◆ TEXT BLOCK ◆
....

In February of 1983, the Supreme Court of Delaware decided Weinberger v. UOP, Inc. The case holds that, in determining the present value of a corporation involved in an acquisition, courts are free to use “any techniques or methods [of valuation] which are generally considered acceptable in the financial community…”

The rule in Delaware prior to Weinberger required courts to determine the present value of a corporation by use of the Delaware block method of valuation exclusively. The Delaware block method, however, is a poor way to determine the present value of a corporation. As a result, even before the Weinberger decision, commentators had sharply criticized the methodology, and Delaware courts occasionally had strayed from a rigid application of this mandated valuation method. The Weinberger opinion, therefore, offered a welcome opportunity to move away from this tired and unsound valuation methodology. Courts, it seemed, were encouraged to develop a new common law of valuation, one that was informed by sensible, modern finance theory.

....

◆ RECORD EXTRACTS ◆

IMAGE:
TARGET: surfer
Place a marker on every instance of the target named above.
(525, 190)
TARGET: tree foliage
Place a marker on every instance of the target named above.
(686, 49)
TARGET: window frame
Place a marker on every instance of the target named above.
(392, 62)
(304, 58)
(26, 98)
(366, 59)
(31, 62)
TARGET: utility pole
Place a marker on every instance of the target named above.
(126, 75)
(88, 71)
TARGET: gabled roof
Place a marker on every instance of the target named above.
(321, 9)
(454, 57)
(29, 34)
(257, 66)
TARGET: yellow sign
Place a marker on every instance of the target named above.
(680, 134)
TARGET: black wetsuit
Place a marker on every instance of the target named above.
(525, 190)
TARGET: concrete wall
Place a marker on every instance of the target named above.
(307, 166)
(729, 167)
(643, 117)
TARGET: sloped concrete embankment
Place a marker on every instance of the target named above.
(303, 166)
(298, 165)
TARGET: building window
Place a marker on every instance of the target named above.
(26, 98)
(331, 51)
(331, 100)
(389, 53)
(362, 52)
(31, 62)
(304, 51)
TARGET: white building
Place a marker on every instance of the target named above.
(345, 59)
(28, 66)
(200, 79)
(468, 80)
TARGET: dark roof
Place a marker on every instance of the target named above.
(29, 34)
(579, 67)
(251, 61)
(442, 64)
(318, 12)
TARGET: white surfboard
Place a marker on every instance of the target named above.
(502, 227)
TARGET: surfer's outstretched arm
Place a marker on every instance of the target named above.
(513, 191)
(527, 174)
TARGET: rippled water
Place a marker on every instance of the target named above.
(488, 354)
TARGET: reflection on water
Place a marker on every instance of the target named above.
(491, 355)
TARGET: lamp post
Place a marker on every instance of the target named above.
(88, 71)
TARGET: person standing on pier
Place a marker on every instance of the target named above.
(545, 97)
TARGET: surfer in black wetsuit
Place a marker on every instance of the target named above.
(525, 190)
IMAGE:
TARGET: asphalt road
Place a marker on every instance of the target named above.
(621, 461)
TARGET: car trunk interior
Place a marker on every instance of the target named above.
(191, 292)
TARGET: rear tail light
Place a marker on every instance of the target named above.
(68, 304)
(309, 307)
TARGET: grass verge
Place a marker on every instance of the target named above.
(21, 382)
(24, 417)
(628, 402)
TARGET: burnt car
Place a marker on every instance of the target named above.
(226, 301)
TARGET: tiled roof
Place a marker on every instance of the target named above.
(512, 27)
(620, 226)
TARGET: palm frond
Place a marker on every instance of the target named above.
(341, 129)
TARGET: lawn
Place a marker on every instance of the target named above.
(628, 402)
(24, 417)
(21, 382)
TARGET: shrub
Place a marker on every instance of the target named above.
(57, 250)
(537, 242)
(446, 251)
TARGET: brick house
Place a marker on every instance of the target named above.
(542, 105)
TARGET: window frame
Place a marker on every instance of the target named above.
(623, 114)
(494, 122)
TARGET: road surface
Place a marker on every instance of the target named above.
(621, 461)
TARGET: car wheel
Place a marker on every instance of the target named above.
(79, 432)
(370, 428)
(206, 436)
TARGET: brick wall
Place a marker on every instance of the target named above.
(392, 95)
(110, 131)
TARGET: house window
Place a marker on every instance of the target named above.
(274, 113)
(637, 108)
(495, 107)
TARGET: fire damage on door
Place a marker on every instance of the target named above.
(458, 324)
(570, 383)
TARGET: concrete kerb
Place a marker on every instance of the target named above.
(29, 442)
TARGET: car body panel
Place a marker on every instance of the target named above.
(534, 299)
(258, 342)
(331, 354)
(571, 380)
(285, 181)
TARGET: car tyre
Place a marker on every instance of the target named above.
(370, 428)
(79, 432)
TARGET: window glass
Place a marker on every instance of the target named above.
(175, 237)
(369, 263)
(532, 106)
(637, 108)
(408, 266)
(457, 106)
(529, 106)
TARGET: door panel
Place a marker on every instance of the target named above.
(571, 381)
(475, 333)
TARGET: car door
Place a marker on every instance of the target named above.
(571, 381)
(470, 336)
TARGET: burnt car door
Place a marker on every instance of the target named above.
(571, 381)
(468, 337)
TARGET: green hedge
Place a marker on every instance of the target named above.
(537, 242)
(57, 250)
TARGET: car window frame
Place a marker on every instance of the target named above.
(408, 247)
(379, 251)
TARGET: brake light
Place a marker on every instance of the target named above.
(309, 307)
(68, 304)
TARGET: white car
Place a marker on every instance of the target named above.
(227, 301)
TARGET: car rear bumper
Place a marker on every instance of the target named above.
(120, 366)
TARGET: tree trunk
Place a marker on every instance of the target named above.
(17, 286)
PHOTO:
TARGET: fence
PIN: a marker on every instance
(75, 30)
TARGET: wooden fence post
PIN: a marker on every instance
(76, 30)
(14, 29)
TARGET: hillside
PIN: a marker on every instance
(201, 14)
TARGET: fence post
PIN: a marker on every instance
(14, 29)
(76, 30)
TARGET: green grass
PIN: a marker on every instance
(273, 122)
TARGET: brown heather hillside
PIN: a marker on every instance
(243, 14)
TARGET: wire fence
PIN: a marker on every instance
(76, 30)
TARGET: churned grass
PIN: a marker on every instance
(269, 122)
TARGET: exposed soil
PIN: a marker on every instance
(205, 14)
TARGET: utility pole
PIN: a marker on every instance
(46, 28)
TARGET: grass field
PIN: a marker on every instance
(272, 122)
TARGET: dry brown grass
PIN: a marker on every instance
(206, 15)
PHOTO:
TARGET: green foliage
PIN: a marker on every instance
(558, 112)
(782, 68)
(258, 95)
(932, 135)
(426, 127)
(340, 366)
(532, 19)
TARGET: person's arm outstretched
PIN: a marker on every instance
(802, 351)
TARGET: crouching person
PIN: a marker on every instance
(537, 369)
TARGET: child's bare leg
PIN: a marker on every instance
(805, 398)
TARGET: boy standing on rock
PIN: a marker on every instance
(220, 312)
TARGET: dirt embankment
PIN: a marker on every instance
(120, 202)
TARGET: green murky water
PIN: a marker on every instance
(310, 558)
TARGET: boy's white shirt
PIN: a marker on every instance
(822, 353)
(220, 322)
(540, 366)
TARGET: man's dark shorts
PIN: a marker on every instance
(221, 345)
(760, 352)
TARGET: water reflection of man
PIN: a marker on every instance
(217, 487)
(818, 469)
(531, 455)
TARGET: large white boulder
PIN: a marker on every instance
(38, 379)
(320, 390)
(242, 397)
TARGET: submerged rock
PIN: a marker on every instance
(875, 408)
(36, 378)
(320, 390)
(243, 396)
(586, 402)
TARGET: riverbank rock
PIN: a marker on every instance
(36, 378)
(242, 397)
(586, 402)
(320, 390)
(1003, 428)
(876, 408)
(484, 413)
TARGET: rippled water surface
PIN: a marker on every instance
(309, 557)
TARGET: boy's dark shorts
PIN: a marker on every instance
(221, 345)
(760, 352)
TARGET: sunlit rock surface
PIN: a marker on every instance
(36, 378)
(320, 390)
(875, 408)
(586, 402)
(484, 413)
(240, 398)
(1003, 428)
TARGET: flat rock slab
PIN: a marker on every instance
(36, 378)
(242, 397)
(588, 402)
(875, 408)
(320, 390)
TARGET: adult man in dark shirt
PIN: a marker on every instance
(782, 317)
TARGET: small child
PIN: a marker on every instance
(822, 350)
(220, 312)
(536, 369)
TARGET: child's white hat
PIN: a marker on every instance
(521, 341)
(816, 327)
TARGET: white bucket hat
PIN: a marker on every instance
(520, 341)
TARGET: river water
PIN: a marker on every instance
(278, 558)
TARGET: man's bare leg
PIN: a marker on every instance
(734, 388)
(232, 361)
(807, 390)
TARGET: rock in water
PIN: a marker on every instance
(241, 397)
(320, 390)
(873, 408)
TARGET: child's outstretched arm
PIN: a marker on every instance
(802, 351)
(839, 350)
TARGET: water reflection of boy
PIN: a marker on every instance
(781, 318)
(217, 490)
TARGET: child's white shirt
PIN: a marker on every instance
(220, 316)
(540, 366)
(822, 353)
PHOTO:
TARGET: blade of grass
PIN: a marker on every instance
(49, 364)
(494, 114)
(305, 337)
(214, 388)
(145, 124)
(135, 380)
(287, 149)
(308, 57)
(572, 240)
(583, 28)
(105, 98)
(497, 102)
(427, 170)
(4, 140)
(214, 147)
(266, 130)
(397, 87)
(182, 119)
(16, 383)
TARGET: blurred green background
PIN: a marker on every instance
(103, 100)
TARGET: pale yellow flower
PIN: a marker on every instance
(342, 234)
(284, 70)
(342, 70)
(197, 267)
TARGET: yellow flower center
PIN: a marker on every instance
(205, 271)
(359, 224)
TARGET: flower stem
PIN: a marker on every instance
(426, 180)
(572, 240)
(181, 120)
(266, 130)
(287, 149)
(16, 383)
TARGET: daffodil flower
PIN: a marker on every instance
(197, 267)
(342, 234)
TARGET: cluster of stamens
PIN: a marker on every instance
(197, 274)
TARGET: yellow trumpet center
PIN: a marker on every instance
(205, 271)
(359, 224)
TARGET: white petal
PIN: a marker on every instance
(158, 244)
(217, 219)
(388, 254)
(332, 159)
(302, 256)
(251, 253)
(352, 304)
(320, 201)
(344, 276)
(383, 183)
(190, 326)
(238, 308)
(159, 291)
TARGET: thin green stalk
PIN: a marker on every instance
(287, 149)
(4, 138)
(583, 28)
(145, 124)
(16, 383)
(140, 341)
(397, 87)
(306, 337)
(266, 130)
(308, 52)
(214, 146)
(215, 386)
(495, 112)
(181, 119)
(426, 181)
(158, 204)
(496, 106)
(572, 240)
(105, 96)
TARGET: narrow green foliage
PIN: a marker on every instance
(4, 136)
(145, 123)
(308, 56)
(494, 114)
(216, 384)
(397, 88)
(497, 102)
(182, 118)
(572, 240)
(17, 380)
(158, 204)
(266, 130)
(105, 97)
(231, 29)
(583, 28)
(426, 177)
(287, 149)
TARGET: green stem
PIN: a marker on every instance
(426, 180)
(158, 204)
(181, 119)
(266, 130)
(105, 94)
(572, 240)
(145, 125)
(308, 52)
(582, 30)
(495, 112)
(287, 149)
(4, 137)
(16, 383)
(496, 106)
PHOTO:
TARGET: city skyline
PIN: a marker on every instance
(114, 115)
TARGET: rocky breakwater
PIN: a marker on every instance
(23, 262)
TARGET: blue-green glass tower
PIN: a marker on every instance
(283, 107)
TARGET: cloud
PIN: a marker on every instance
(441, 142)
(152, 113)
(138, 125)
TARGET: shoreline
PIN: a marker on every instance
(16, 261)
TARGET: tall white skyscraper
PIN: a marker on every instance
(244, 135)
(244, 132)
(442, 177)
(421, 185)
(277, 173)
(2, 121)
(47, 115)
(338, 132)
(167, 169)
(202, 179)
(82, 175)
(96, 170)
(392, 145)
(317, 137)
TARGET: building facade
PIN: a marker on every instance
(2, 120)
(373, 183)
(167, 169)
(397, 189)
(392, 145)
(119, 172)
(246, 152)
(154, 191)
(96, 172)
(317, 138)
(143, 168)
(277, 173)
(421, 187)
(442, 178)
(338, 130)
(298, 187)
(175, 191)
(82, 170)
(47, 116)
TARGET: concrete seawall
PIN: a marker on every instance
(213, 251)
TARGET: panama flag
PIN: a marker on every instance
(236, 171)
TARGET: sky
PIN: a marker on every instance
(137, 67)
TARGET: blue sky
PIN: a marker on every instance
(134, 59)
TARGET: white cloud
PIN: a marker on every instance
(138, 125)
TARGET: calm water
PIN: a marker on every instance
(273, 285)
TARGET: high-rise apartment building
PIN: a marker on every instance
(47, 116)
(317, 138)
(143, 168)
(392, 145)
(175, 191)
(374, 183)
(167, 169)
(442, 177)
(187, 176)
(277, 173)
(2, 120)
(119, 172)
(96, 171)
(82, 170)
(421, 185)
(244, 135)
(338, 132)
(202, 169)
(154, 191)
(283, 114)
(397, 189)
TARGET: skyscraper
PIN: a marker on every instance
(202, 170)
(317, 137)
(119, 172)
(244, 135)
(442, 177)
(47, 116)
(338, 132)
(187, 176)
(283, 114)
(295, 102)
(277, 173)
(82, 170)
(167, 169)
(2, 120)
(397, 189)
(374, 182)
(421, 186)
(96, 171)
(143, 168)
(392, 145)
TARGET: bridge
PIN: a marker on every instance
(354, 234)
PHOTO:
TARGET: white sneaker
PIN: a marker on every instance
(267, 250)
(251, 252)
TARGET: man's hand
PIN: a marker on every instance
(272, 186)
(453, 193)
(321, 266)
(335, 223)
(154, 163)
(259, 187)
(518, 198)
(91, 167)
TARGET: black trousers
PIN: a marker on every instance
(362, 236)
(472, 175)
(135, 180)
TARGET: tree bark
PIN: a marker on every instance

....

◆ TASK TO CARRY OUT ◆
Please carry on the passage about Delaware's corporate valuation law after Weinberger v. UOP, starting right after its last sentence.

◆ OUTPUT OF THE TASK ◆
This article examines the extent to which courts in corporate acquisition cases have, since the date of Weinberger, incorporated modem finance theory into their decisions. The data that are the focus of the article are derived from seventy-six decisions rendered after Weinberger. The cases involve corporate acquisitions where shareholders either exercised their appraisal rights or challenged the acquisition under fiduciary duty rules, and courts, as a result, were required to determine the value of the corporation or the shareholders’ proportionate interest in the corporation.

The conclusions from the data are not very encouraging. In short, courts since Weinberger have, to a significant extent, failed to base their opinions on modem finance theory. For example, the data indicate that courts in only about one-third of their opinions relied on the discounted cash flow valuation methodology, the valuation method broadly accepted in modem finance theory. The data show that other inappropriate and unsound methodologies, such as the weighted average method and asset valuations, continue to be used in a large percentage of all decisions.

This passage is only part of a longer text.